Provided data:
• • • •

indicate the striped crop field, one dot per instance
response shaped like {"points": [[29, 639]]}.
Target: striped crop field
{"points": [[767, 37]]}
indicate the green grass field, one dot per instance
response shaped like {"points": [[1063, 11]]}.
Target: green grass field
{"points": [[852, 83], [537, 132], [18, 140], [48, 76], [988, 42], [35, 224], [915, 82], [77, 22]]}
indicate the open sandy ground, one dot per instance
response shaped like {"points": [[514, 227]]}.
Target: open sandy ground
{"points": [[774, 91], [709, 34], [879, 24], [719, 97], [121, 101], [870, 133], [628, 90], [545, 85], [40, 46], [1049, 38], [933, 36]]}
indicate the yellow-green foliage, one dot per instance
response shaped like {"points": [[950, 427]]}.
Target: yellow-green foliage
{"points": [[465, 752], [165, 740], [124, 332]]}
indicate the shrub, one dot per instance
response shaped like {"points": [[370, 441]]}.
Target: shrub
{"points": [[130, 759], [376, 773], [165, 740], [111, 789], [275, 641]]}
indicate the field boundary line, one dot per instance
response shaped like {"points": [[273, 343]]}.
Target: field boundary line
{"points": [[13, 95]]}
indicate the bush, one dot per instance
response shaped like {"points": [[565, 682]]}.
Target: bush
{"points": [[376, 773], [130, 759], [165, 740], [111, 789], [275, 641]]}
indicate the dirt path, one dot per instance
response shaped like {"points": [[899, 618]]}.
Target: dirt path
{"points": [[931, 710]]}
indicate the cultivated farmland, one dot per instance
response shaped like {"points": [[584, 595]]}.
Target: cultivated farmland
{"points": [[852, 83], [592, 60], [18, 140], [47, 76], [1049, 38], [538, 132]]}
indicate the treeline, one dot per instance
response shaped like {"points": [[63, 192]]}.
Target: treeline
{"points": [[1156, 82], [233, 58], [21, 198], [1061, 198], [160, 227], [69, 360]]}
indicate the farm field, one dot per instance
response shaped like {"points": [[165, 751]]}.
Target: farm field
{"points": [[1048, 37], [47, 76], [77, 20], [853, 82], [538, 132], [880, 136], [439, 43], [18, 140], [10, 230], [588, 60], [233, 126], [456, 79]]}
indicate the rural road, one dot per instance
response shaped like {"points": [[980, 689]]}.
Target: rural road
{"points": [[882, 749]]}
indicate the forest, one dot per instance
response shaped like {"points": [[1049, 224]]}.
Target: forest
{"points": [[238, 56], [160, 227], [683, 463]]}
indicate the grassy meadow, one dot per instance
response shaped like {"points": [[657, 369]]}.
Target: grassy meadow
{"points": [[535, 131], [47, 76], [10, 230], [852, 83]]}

• • • •

Stated goal: Print out the whole listing exactly as it appears.

Task result:
indicate the striped crop field, one dot per instance
response shaped like {"points": [[29, 639]]}.
Target: striped crop field
{"points": [[767, 37]]}
indicate the green grass field, one dot per instance
response shaped like {"points": [[1063, 11]]}.
Target: green grass field
{"points": [[852, 83], [537, 132], [18, 140], [48, 76], [988, 42], [35, 224], [915, 82], [77, 22]]}
indicate the open sandy ground, one dot per instance
response shaped like {"points": [[514, 227]]}.
Target: open sandy ground
{"points": [[774, 91], [709, 34], [879, 24], [719, 97], [121, 101], [870, 133], [628, 90], [545, 85], [40, 46], [1049, 38], [933, 36]]}
indicate the yellow-green foliage, one dot per instance
response shaped like {"points": [[950, 427]]}.
Target: yellow-green foliage
{"points": [[465, 752], [165, 740], [124, 332]]}
indicate the shrub, one dot per instance
response shaped like {"points": [[370, 441]]}.
Target: shrub
{"points": [[130, 759], [376, 773], [165, 740], [111, 789], [275, 641]]}
indicate the field boundary line, one dot per instance
response shaped like {"points": [[273, 343]]}.
Target: field boundary line
{"points": [[13, 95]]}
indicate the bush, one dot per instance
response shaped like {"points": [[565, 682]]}.
Target: bush
{"points": [[376, 773], [130, 759], [165, 740], [111, 789], [275, 641]]}
indicate the dirt path, one dot per instance
response shaped like {"points": [[899, 618]]}.
Target: dirt path
{"points": [[931, 710]]}
indicate the cultivated farmland, one dot per instance
response shaped like {"points": [[584, 595]]}.
Target: cultivated farmland
{"points": [[852, 83], [592, 60], [18, 140], [47, 76], [1049, 38], [538, 132]]}
indicate the treeline, one dot per instance
response shaped like {"points": [[63, 192]]}.
Target: treeline
{"points": [[1156, 82], [233, 58], [21, 198], [1061, 198], [160, 227], [69, 360]]}
indicate the farm field, one dot per instance
response shaped like {"points": [[165, 751]]}.
Target: farm field
{"points": [[1048, 37], [47, 76], [77, 20], [853, 82], [538, 132], [880, 136], [439, 43], [18, 140], [10, 230], [588, 60], [233, 126], [456, 79]]}
indicate the rural road, one dot per instance
response shaped like {"points": [[980, 689]]}.
Target: rural road
{"points": [[882, 749]]}
indicate the forest, one dot per instance
response shaped like {"points": [[1049, 224]]}.
Target: forest
{"points": [[238, 56], [160, 227], [683, 463]]}
indicate the grassy meadow, one dot per instance
response shaped like {"points": [[657, 369]]}.
Target: grassy meadow
{"points": [[535, 131], [47, 76], [10, 230], [852, 83]]}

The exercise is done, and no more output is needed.